Task prompt =
Each entry is to be given again precisely, and no picture may be carried over.

[Image-grounded pointing data]
################

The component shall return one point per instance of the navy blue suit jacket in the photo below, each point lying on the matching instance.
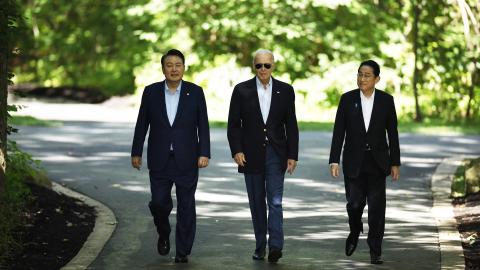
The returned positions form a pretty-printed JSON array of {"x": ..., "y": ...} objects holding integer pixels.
[
  {"x": 246, "y": 130},
  {"x": 189, "y": 134},
  {"x": 350, "y": 128}
]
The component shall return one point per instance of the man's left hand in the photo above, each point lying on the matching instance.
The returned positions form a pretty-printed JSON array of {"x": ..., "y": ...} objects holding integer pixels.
[
  {"x": 291, "y": 165},
  {"x": 202, "y": 162},
  {"x": 395, "y": 172}
]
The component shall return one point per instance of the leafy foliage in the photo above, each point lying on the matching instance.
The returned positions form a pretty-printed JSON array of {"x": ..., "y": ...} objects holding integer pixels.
[
  {"x": 91, "y": 44},
  {"x": 100, "y": 44}
]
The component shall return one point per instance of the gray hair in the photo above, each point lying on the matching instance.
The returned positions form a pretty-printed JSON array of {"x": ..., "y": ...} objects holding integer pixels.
[{"x": 263, "y": 51}]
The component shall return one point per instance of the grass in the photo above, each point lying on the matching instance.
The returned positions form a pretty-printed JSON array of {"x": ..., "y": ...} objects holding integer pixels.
[
  {"x": 440, "y": 127},
  {"x": 18, "y": 120}
]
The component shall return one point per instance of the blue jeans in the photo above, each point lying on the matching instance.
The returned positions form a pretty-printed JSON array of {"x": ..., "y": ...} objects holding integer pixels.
[
  {"x": 269, "y": 184},
  {"x": 161, "y": 205}
]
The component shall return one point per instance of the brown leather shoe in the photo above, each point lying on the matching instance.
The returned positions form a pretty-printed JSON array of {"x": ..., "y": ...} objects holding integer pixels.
[
  {"x": 258, "y": 256},
  {"x": 163, "y": 246},
  {"x": 351, "y": 244},
  {"x": 375, "y": 259},
  {"x": 274, "y": 255},
  {"x": 181, "y": 259}
]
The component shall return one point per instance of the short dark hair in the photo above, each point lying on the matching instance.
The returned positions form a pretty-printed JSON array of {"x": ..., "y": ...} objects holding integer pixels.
[
  {"x": 173, "y": 52},
  {"x": 374, "y": 65}
]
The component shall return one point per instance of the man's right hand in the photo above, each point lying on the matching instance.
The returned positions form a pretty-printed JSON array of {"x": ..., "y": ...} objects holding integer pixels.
[
  {"x": 334, "y": 171},
  {"x": 137, "y": 162},
  {"x": 240, "y": 159}
]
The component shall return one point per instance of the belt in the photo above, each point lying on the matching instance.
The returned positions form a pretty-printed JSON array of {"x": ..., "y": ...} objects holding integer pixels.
[{"x": 368, "y": 147}]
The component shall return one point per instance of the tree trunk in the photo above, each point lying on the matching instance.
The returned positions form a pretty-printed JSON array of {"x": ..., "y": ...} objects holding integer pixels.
[
  {"x": 471, "y": 89},
  {"x": 416, "y": 15},
  {"x": 3, "y": 98}
]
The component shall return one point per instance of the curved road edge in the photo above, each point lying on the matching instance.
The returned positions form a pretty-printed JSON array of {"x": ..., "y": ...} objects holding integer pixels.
[
  {"x": 451, "y": 250},
  {"x": 105, "y": 224}
]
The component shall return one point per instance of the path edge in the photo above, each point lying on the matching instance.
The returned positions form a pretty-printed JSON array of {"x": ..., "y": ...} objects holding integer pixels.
[
  {"x": 105, "y": 224},
  {"x": 450, "y": 243}
]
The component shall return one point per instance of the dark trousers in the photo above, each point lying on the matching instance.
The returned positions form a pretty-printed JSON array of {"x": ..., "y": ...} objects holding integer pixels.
[
  {"x": 269, "y": 185},
  {"x": 368, "y": 187},
  {"x": 161, "y": 205}
]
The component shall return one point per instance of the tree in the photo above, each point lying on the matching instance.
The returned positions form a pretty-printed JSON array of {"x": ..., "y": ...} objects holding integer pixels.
[
  {"x": 89, "y": 43},
  {"x": 310, "y": 36},
  {"x": 9, "y": 16}
]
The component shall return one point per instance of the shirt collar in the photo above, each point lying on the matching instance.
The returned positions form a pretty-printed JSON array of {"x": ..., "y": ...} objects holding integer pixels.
[
  {"x": 362, "y": 96},
  {"x": 179, "y": 87},
  {"x": 260, "y": 85}
]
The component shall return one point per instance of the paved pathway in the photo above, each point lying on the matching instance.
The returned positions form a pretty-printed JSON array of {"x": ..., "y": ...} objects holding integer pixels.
[{"x": 94, "y": 158}]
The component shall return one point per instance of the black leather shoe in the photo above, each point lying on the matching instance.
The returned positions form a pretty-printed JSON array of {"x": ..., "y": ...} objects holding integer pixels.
[
  {"x": 181, "y": 259},
  {"x": 376, "y": 259},
  {"x": 258, "y": 255},
  {"x": 163, "y": 246},
  {"x": 351, "y": 244},
  {"x": 274, "y": 255}
]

################

Task answer =
The component shall return one point per instance of the navy blue suit jacket in the photo below, each point lying on the matching instance.
The returned positions form a pretty-printed JSON array of {"x": ..., "y": ...} objects holding integer pixels.
[
  {"x": 246, "y": 130},
  {"x": 189, "y": 134},
  {"x": 350, "y": 128}
]
The component shall return one point per instance of the man's left hand in the photo above, each point lying on the matching instance.
The returned positions form a pretty-printed JSON array of {"x": ..., "y": ...} objects holding integer pixels.
[
  {"x": 291, "y": 165},
  {"x": 202, "y": 162},
  {"x": 395, "y": 172}
]
The component shall return one point per instance of the leafy foliage in the photo above, each point lying on the matching instance.
The returned positions form a pretty-printed JSON array of {"x": ..., "y": ...} objects holding integer pixels.
[
  {"x": 91, "y": 44},
  {"x": 100, "y": 44}
]
The component shall return one point per instance of the gray hair in the photo above, each point lying on the matching instance.
The returned positions form a pretty-printed JSON array of {"x": ..., "y": ...} objects holding integer pixels.
[{"x": 263, "y": 51}]
The component shall return one point per instance of the grass in the photo above, each point lying on the matching instance.
The returned positions form a pretty-printed JSON array of {"x": ..., "y": ...} objects holding integer pixels.
[
  {"x": 440, "y": 127},
  {"x": 18, "y": 120}
]
The component shall return one point per instance of the blue jeans in the photo above, each point lying on the matching instance.
The returned positions form a pretty-printed JSON array of {"x": ..., "y": ...} objects holding integer pixels.
[
  {"x": 269, "y": 184},
  {"x": 161, "y": 205}
]
The component shall return one point per instance of the brown leather shoe in the photo above, each point lying on the matching instance.
The returned positions form a pretty-printed JSON array of {"x": ..., "y": ...} objects holding integer pixels.
[
  {"x": 258, "y": 256},
  {"x": 163, "y": 246},
  {"x": 351, "y": 244},
  {"x": 375, "y": 259},
  {"x": 274, "y": 255},
  {"x": 181, "y": 259}
]
The component shall return one point per instance of the short dark hair in the photo above, each point lying on the matching instance.
The returned positions form a pretty-printed JSON array of {"x": ..., "y": ...} objects holding integer pixels.
[
  {"x": 173, "y": 52},
  {"x": 374, "y": 65}
]
The component shall return one point per instance of the man's right hand in the photo above, each point lying on the matching instance.
The returned positions form a pretty-printed JSON array of {"x": ..., "y": ...} objects holding integer pixels.
[
  {"x": 334, "y": 171},
  {"x": 137, "y": 162},
  {"x": 240, "y": 159}
]
The component shall return one point per instance of the belt in the photo above, each point lying on the matching instance.
The returned positions form a pretty-printed JSON array of {"x": ..., "y": ...} objects holding integer pixels.
[{"x": 368, "y": 147}]
The component shall return one point per instance of the tree trunk in the photo above, each point lying on the matching instance.
The returned positions form a pretty-printed JSON array of {"x": ..., "y": ...} objects holding integer pixels.
[
  {"x": 471, "y": 89},
  {"x": 416, "y": 15},
  {"x": 3, "y": 98}
]
The component shall return one point per instance of the curved road edge in the photo above, each point lying on the matching instance.
The returned positions form a pretty-printed JSON array of {"x": ..., "y": ...} objects holding integer pixels.
[
  {"x": 451, "y": 250},
  {"x": 105, "y": 224}
]
The component shall return one point per instance of the path edge in the photo above, each point lying on the matching instance.
The returned positions form a pretty-printed JSON array of {"x": ..., "y": ...} objects holding integer pixels.
[
  {"x": 105, "y": 224},
  {"x": 450, "y": 243}
]
The component shall return one point per instance of the dark trousers in the photo above, each point lying on the matching instance.
The returned positions form a pretty-printed JSON array of {"x": ..., "y": ...} objects holding integer pixels.
[
  {"x": 269, "y": 185},
  {"x": 368, "y": 187},
  {"x": 161, "y": 205}
]
The component shall return one point per instance of the tree in the photo above, each point lying on the matching instance.
The returned positions form a pretty-printed JSON array of {"x": ..., "y": ...} objects holding integer pixels.
[
  {"x": 89, "y": 43},
  {"x": 310, "y": 36},
  {"x": 9, "y": 16}
]
The component shall return one point per instance of the shirt collar in the photo above, each point lying on the matching instance.
The returned positions form a pretty-printed JSON array of {"x": ..., "y": ...} objects holding integer pixels.
[
  {"x": 362, "y": 96},
  {"x": 179, "y": 87},
  {"x": 260, "y": 85}
]
The component shall return one point per instance of the paved pathway in the photo above, each point lying on the matching instance.
The returned positions form a pretty-printed JSON array of {"x": ..., "y": ...} objects holding integer pixels.
[{"x": 94, "y": 158}]
The component shall return one point per instance of the black leather shoe in the photo above, each point lying on the matching instance.
The returned positions form a pretty-printed JSON array of {"x": ..., "y": ...} objects holding integer pixels.
[
  {"x": 181, "y": 259},
  {"x": 376, "y": 259},
  {"x": 258, "y": 255},
  {"x": 163, "y": 246},
  {"x": 351, "y": 244},
  {"x": 274, "y": 255}
]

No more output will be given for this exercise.